Reproduce the material below word for word, from its first line through the line containing "(1018, 432)", both included. Omit the pictures.

Data entries:
+ + + +

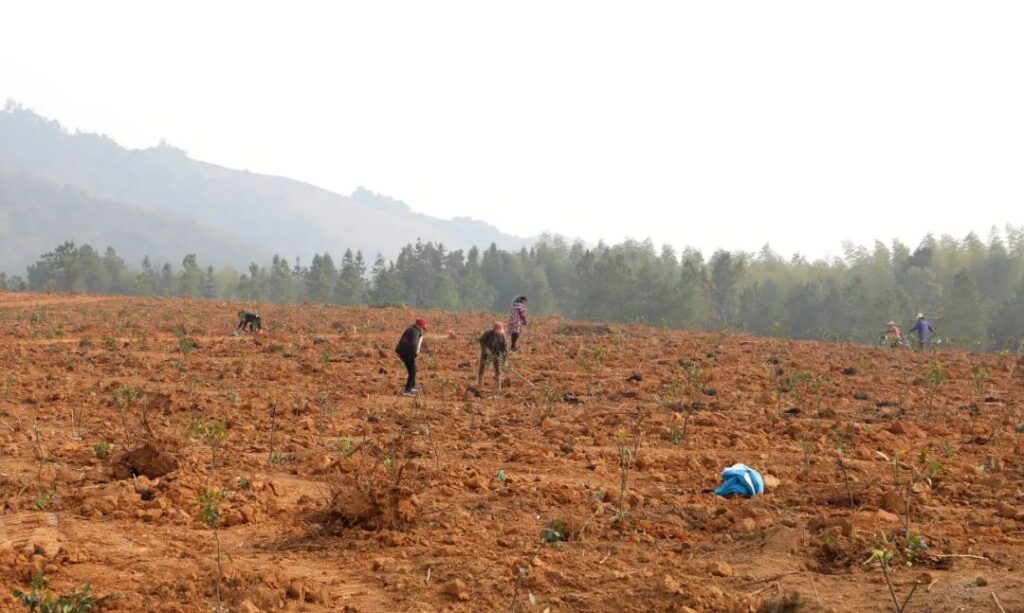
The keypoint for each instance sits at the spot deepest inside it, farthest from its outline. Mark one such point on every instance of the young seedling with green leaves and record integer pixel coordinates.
(211, 433)
(841, 440)
(547, 401)
(327, 412)
(1018, 432)
(695, 385)
(979, 377)
(934, 378)
(124, 399)
(209, 504)
(629, 448)
(101, 449)
(185, 347)
(40, 599)
(882, 557)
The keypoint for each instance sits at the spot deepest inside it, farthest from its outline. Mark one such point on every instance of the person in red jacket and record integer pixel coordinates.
(517, 318)
(409, 349)
(493, 349)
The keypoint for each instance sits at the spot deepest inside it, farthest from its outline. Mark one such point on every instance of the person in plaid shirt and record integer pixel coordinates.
(517, 318)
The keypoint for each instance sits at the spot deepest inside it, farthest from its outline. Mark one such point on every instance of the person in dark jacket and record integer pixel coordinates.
(493, 349)
(925, 331)
(409, 349)
(517, 318)
(250, 320)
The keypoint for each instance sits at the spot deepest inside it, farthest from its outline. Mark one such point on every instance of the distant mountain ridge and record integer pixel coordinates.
(224, 216)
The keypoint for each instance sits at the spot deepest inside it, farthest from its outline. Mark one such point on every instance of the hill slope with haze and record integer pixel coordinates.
(240, 216)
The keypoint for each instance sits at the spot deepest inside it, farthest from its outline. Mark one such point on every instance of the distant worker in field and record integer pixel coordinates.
(409, 350)
(517, 318)
(493, 349)
(894, 336)
(925, 331)
(252, 321)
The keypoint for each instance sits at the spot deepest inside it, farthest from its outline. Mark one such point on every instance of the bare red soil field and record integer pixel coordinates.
(461, 501)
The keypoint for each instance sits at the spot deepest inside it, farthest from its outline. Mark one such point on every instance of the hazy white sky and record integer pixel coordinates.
(712, 124)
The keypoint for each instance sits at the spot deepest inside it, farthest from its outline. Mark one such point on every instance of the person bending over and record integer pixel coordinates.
(495, 350)
(409, 349)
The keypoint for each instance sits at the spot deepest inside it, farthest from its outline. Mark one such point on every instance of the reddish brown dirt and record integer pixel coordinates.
(391, 504)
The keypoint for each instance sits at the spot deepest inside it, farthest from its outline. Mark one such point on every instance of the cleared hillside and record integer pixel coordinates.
(365, 500)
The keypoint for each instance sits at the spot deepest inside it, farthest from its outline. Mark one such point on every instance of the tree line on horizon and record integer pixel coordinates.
(970, 289)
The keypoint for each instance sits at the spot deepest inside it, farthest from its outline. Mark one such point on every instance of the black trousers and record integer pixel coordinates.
(410, 361)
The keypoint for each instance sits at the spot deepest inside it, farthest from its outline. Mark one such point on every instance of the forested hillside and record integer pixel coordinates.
(970, 289)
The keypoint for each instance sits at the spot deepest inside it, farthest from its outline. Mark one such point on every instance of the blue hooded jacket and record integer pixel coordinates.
(740, 479)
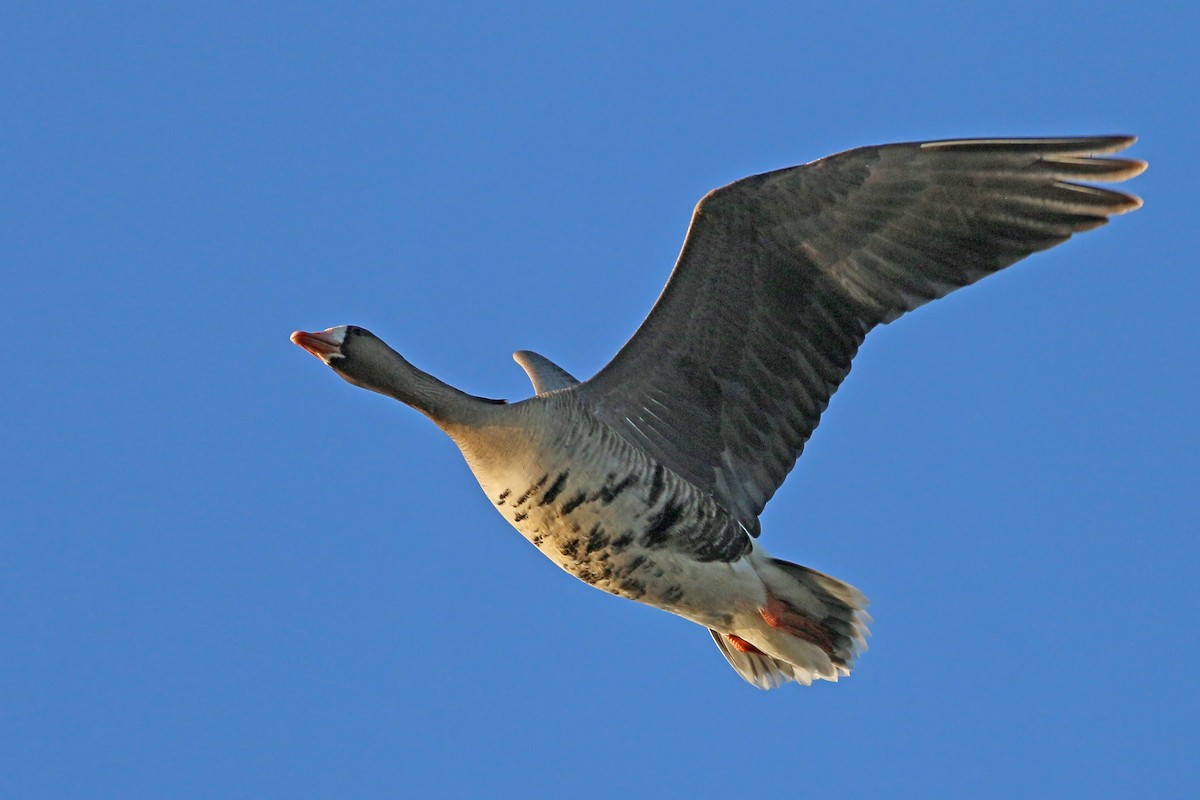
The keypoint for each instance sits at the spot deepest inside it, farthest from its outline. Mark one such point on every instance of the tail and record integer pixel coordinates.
(813, 626)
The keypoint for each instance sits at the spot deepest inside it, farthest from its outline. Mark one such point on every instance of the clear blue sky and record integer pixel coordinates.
(226, 573)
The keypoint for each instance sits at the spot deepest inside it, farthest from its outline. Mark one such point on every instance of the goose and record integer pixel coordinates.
(647, 480)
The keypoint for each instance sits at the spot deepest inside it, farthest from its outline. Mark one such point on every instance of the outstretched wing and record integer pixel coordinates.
(783, 275)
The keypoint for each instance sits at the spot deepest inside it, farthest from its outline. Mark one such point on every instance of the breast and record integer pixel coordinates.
(609, 515)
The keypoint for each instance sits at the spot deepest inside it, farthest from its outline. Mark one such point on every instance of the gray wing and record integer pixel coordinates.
(783, 275)
(545, 374)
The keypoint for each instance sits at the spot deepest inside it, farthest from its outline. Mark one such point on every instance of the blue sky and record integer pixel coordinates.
(226, 573)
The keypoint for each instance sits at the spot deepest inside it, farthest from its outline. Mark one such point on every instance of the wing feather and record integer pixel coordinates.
(783, 275)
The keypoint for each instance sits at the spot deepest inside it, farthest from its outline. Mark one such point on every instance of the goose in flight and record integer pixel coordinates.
(647, 480)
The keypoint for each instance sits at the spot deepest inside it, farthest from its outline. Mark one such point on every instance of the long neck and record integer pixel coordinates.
(389, 373)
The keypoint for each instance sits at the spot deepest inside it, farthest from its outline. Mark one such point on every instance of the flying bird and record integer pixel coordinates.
(647, 480)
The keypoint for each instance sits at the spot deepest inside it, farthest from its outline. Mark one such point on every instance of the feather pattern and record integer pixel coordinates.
(784, 274)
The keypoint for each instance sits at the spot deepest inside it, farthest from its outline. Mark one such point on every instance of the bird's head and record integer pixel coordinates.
(354, 353)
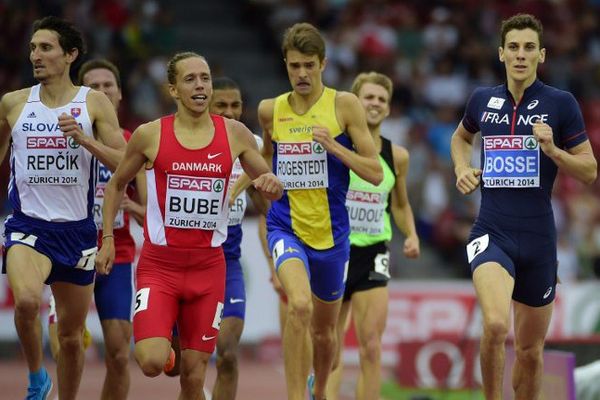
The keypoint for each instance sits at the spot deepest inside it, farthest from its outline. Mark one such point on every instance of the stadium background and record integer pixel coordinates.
(437, 52)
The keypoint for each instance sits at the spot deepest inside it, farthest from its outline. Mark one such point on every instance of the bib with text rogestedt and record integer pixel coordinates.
(511, 161)
(302, 165)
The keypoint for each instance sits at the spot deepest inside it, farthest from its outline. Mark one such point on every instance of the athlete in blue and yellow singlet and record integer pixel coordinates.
(312, 135)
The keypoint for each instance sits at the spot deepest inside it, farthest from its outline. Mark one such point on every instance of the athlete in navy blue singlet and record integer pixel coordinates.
(529, 130)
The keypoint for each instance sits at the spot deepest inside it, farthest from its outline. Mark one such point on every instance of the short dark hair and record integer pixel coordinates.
(172, 64)
(99, 63)
(305, 38)
(69, 37)
(225, 83)
(520, 22)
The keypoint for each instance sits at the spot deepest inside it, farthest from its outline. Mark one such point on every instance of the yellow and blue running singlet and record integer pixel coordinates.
(315, 182)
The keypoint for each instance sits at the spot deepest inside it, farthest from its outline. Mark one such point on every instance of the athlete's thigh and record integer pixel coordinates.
(230, 333)
(494, 287)
(369, 311)
(27, 270)
(156, 303)
(113, 293)
(291, 263)
(235, 290)
(72, 305)
(531, 323)
(536, 270)
(328, 271)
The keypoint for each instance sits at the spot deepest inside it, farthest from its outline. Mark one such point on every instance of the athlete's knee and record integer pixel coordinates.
(71, 341)
(300, 309)
(27, 305)
(194, 377)
(496, 329)
(530, 356)
(370, 348)
(227, 359)
(150, 365)
(324, 335)
(117, 358)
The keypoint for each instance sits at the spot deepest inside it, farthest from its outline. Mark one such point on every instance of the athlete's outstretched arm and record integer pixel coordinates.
(578, 161)
(137, 207)
(253, 163)
(265, 119)
(133, 161)
(401, 209)
(364, 161)
(9, 104)
(461, 147)
(109, 145)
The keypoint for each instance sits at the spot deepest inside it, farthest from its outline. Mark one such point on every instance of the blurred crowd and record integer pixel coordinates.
(436, 52)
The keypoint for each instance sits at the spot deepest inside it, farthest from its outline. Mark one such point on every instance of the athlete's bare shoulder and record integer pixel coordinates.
(265, 109)
(12, 100)
(239, 131)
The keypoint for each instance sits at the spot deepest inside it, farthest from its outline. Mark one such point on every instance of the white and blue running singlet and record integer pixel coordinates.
(52, 177)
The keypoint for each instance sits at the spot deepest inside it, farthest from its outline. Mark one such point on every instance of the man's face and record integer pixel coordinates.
(376, 102)
(193, 84)
(104, 80)
(47, 57)
(304, 72)
(521, 54)
(227, 103)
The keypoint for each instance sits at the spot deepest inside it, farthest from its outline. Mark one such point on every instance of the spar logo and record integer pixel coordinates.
(301, 148)
(510, 143)
(195, 184)
(46, 142)
(530, 143)
(318, 148)
(364, 197)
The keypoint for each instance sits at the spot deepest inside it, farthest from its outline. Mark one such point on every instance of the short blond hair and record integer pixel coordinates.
(375, 78)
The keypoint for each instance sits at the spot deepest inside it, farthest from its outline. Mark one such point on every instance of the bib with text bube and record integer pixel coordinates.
(194, 202)
(302, 165)
(511, 161)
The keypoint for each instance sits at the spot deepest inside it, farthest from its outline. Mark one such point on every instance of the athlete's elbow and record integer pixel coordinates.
(590, 178)
(376, 176)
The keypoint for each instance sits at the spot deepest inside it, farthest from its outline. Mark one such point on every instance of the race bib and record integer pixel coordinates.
(194, 202)
(511, 162)
(53, 160)
(302, 165)
(381, 267)
(366, 212)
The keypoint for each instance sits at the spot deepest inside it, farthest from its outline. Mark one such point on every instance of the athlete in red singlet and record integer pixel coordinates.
(181, 272)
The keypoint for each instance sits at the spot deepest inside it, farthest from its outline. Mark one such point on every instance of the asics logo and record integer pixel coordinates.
(532, 105)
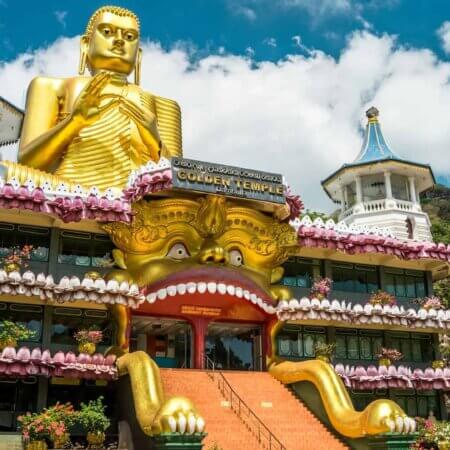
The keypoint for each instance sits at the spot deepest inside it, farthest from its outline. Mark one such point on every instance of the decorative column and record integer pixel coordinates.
(342, 198)
(200, 329)
(388, 185)
(412, 189)
(358, 189)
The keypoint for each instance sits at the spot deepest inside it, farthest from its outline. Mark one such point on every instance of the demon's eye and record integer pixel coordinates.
(178, 251)
(236, 258)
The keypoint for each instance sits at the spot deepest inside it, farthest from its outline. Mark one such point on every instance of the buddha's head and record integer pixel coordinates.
(111, 41)
(209, 239)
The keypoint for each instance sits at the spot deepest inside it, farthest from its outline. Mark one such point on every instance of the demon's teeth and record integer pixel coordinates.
(191, 287)
(231, 289)
(172, 290)
(212, 287)
(181, 288)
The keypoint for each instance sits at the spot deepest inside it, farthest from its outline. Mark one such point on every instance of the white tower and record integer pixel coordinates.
(381, 189)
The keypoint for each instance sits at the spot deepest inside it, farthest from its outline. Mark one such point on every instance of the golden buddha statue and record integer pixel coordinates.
(94, 130)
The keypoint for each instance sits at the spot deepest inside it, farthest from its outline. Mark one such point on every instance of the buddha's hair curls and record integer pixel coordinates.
(117, 10)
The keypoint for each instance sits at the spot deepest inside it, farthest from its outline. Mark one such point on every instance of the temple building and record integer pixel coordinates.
(222, 315)
(380, 189)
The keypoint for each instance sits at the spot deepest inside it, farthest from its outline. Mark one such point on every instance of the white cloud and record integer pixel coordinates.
(241, 9)
(444, 34)
(271, 42)
(299, 116)
(61, 17)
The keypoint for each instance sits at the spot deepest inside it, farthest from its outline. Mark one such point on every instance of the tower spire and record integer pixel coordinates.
(374, 147)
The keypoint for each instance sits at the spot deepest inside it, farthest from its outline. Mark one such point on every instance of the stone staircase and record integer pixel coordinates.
(287, 418)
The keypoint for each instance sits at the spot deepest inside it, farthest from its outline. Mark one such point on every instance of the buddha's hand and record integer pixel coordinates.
(87, 109)
(177, 414)
(146, 124)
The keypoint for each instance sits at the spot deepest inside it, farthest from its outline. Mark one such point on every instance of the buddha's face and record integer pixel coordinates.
(168, 245)
(113, 43)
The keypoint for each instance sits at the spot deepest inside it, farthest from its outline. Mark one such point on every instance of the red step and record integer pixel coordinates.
(287, 418)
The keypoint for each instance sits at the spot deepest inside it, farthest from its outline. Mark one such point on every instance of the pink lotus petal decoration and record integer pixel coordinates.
(319, 235)
(69, 290)
(402, 377)
(22, 363)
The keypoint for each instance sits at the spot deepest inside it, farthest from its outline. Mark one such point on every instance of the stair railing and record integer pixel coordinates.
(265, 437)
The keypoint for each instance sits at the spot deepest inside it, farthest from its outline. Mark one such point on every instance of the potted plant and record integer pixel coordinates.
(11, 332)
(36, 428)
(16, 258)
(382, 298)
(87, 340)
(387, 356)
(324, 351)
(444, 348)
(60, 414)
(321, 288)
(431, 302)
(94, 422)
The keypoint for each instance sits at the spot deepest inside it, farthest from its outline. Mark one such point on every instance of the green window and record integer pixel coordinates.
(31, 316)
(300, 272)
(358, 344)
(85, 249)
(355, 278)
(12, 235)
(405, 283)
(415, 347)
(67, 321)
(299, 342)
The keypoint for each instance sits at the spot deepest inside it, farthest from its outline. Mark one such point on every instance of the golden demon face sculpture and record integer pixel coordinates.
(177, 241)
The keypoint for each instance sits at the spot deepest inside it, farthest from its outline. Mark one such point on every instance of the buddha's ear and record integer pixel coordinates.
(277, 274)
(84, 43)
(137, 67)
(119, 258)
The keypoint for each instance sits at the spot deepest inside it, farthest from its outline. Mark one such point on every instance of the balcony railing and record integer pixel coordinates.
(379, 205)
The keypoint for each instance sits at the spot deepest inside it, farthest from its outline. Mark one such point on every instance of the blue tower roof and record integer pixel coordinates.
(374, 147)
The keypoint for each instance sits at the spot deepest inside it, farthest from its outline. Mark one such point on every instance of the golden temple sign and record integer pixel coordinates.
(195, 310)
(192, 175)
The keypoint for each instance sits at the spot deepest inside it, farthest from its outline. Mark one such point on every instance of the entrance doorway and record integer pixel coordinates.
(233, 346)
(167, 341)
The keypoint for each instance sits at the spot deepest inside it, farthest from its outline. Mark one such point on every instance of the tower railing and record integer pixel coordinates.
(265, 437)
(384, 204)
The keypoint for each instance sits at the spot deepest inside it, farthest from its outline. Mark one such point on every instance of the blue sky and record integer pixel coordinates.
(268, 27)
(278, 85)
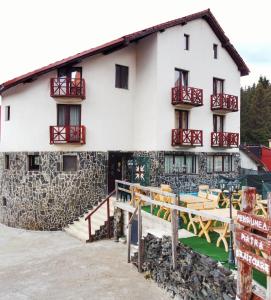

+ + + +

Solution for this task:
The keypoint for each instance sits at the spot deepest inside it, farthest from its outline. Mark one such point on every instance of the young seedling with green leaves and record integer pixel coordinates.
(211, 433)
(841, 440)
(547, 401)
(327, 412)
(1018, 432)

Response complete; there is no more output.